*Work to complete*. Set out the lines of the records from the line with "Sample: x=967, y=117." to the line with "x=550, y=285", both included, as a numbered list, leaving out any blank lines.

--- Start of Entries ---

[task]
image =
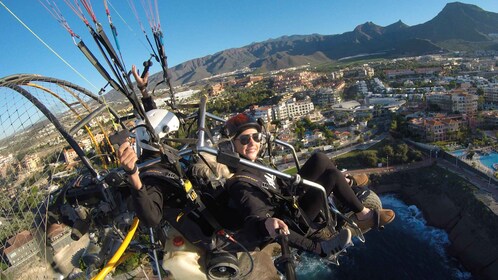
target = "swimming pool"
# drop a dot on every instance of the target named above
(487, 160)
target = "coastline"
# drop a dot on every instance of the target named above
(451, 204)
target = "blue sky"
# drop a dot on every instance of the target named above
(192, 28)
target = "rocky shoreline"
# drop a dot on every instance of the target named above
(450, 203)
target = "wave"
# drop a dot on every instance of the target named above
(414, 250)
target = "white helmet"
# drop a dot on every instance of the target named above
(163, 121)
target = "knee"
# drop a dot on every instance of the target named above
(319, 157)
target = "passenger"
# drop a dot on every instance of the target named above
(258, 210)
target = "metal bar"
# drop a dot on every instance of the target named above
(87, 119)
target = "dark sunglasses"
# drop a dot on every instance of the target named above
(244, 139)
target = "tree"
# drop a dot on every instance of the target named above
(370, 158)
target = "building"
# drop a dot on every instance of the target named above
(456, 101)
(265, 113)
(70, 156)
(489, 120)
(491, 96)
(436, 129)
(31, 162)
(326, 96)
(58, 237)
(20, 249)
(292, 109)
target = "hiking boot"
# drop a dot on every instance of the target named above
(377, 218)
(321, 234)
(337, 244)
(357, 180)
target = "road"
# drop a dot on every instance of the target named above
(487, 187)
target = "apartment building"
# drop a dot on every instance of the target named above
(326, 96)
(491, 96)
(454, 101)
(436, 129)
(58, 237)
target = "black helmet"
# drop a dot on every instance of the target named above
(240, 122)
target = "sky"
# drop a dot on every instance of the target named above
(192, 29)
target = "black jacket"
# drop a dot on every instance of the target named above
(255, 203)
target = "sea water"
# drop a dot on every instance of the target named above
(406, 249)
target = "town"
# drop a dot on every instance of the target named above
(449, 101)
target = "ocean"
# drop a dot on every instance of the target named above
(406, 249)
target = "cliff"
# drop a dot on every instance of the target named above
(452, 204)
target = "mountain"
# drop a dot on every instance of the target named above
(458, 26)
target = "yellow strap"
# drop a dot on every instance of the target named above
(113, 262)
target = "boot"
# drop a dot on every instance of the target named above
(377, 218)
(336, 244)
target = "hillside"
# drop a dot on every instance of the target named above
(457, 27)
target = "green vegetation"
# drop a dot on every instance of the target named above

--- End of Entries ---
--- Start of Entries ---

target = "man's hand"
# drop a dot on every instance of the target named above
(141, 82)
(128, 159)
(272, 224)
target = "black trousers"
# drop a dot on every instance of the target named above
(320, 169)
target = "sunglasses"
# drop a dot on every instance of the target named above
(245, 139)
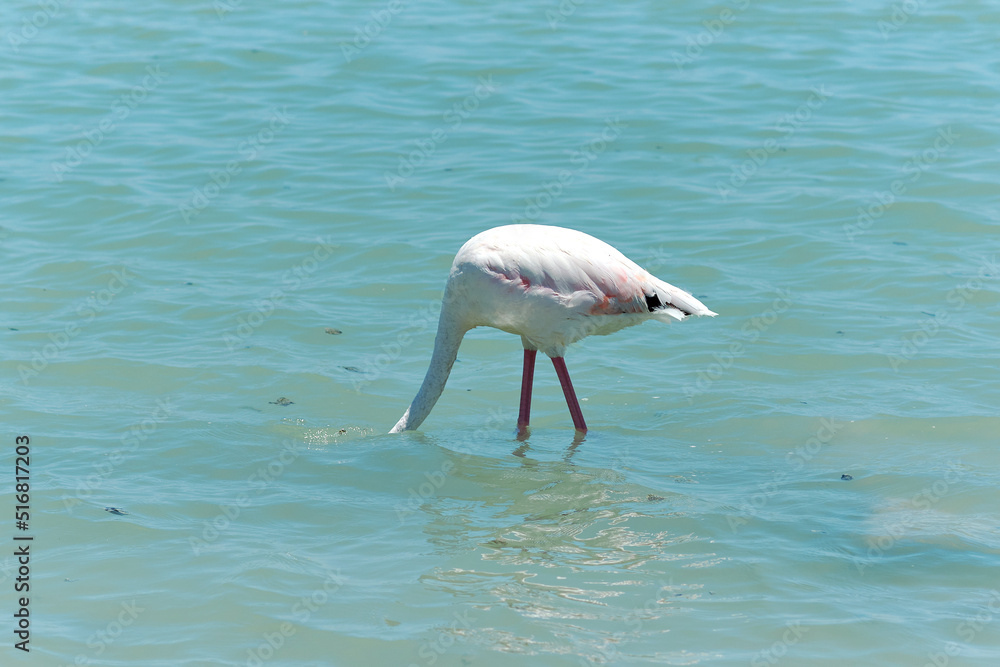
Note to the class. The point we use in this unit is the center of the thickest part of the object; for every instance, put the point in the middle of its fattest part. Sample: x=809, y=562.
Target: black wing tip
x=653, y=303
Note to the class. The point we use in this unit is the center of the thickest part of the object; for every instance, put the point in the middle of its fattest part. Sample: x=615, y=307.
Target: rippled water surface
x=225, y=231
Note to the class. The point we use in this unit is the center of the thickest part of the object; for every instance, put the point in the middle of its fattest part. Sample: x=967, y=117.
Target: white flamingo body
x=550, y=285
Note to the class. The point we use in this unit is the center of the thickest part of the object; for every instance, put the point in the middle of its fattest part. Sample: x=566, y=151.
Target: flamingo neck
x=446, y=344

--- End of Entries ---
--- Start of Entries ---

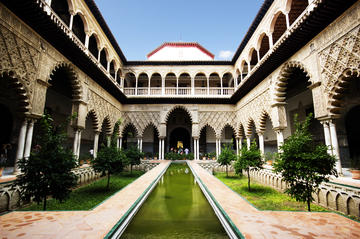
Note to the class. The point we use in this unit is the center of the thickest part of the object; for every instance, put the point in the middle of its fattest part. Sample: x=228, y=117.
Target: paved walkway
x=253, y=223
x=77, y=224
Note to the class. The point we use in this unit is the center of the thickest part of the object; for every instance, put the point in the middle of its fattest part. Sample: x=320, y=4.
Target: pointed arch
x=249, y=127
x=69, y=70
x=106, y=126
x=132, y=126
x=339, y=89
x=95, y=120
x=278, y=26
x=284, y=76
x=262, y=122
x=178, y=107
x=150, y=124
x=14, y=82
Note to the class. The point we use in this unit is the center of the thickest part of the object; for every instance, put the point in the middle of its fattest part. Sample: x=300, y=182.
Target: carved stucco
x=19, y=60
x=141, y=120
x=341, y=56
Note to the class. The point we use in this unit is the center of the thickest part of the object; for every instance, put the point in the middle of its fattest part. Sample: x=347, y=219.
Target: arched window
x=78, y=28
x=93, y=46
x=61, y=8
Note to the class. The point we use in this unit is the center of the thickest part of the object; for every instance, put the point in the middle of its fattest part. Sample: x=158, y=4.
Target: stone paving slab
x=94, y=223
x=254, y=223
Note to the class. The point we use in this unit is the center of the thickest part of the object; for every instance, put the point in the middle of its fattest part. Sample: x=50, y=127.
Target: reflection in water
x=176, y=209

--- End of Entries ---

*Response below*.
1. Note to the class. The point we use in this unit is the center of the thickest part of the object; for every instance, put the point in the middle of its fattest part. Sample: x=967, y=117.
2. Target: white flamingo body
3. x=550, y=285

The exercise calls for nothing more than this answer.